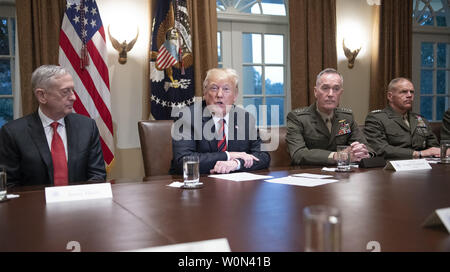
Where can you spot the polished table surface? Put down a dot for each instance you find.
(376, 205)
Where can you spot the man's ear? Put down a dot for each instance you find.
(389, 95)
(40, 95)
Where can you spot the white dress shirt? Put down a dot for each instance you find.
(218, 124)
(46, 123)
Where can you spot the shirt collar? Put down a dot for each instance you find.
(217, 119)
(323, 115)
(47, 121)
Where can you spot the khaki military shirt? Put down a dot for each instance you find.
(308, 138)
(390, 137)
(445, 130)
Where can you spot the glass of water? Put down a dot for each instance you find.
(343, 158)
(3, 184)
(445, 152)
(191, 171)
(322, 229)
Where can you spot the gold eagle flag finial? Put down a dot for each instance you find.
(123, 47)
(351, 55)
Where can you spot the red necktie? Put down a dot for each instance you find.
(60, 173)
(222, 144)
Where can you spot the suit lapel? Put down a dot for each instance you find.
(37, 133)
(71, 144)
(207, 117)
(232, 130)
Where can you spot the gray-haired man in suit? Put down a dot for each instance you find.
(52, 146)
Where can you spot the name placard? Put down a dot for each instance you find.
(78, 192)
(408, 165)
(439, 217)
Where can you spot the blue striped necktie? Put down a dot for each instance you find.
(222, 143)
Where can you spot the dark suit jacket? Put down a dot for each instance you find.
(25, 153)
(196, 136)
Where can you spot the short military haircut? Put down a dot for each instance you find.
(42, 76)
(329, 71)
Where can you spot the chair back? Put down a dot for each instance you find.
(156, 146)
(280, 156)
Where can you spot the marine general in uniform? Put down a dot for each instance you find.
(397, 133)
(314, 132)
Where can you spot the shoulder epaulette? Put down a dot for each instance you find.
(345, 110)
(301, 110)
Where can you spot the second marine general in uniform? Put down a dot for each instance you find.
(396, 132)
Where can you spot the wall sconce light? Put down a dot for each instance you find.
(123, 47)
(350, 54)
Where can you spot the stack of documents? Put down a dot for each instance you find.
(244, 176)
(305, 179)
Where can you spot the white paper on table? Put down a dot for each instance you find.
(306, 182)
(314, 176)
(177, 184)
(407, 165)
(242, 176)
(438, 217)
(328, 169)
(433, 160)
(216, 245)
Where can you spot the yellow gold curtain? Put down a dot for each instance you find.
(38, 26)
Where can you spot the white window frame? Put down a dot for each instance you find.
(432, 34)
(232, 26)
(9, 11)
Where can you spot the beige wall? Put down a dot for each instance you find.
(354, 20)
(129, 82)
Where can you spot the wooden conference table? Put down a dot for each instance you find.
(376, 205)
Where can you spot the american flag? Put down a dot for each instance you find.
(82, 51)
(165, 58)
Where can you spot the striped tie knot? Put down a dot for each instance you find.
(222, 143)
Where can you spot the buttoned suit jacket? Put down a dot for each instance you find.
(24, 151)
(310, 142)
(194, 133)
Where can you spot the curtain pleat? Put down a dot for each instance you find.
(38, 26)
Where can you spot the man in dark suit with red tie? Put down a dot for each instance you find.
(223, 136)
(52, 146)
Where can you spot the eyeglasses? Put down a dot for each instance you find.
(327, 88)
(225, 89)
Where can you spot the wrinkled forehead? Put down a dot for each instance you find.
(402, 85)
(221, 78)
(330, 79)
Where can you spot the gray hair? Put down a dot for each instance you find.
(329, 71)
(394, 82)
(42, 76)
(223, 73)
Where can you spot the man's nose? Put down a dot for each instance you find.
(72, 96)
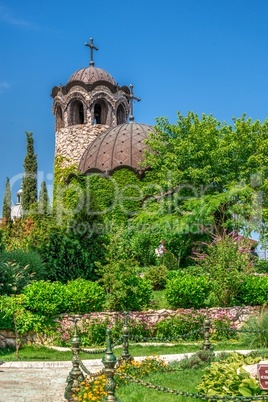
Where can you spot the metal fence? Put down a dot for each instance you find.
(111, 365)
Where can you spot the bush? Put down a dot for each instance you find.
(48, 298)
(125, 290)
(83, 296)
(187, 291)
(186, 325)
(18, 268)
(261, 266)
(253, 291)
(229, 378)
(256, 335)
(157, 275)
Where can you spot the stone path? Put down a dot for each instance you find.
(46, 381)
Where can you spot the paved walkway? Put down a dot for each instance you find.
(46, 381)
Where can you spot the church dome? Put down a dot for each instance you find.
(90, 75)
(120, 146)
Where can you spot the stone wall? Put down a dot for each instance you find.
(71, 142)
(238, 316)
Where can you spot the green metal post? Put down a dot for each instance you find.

TASK DESCRIPTION
Repeat exactly, and only, the lines from the one containing "Where can you spot the bush?" through the end of the material.

REPLY
Where can you spot the bush? Put down a dot for each instance you find.
(48, 298)
(125, 290)
(83, 296)
(187, 291)
(186, 325)
(18, 268)
(261, 266)
(253, 291)
(229, 378)
(256, 335)
(157, 275)
Where can you spot the stone path? Put down a dot for each instance you find.
(46, 381)
Where can you spot the paved walkway? Put down a dot for each instance you find.
(46, 381)
Where can you spot the church dome? Put down a dot for each instance you find.
(90, 75)
(120, 146)
Where can you spot the stone wall? Put down a dot for each instance you find.
(71, 142)
(238, 316)
Where can you spot the green metal post? Put down a dot for each instance you find.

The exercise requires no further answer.